+++ Material for this task

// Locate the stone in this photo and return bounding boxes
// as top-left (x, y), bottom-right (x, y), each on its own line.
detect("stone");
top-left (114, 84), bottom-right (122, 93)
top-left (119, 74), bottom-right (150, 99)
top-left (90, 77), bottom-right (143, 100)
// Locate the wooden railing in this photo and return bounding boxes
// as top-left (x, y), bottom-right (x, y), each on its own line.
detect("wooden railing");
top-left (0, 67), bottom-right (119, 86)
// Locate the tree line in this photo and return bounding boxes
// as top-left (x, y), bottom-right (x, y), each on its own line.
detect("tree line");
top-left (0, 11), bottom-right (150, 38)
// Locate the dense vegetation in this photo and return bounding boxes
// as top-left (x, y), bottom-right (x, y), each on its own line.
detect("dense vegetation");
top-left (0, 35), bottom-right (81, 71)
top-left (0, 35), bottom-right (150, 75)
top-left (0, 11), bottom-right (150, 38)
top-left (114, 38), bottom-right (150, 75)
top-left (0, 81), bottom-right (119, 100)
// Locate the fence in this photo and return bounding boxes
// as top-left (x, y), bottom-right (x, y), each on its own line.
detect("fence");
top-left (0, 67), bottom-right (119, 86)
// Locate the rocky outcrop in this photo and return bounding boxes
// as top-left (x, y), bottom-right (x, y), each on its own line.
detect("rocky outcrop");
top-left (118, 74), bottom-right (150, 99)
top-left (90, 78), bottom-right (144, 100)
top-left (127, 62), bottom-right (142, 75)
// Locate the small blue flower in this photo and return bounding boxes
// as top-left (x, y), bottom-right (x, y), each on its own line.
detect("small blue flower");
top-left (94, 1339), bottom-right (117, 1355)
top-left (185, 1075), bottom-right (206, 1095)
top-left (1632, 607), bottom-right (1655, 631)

++++++

* [What needs to be done]
Give again exactly, and only, the lines above starting at the one with "line in this photo and return bounding boxes" and ending at the one with "outcrop in this photo and return bounding boxes".

* [Solution]
// Locate the tree line in this photo and return bounding boxes
// as top-left (x, y), bottom-right (x, y), each on its own line.
detect("tree line");
top-left (0, 11), bottom-right (150, 38)
// Locate the dense vegetation in this photo and return bounding boxes
// as top-left (x, y), bottom-right (x, y), each on its own line.
detect("dense vegetation");
top-left (0, 35), bottom-right (81, 71)
top-left (0, 35), bottom-right (150, 75)
top-left (0, 11), bottom-right (150, 38)
top-left (114, 38), bottom-right (150, 75)
top-left (0, 81), bottom-right (119, 100)
// Locate the fence in this photo and return bounding boxes
// as top-left (x, y), bottom-right (x, y), each on its own line.
detect("fence");
top-left (0, 67), bottom-right (119, 86)
// Locate the rocky outcrop in this photo and return bounding boxes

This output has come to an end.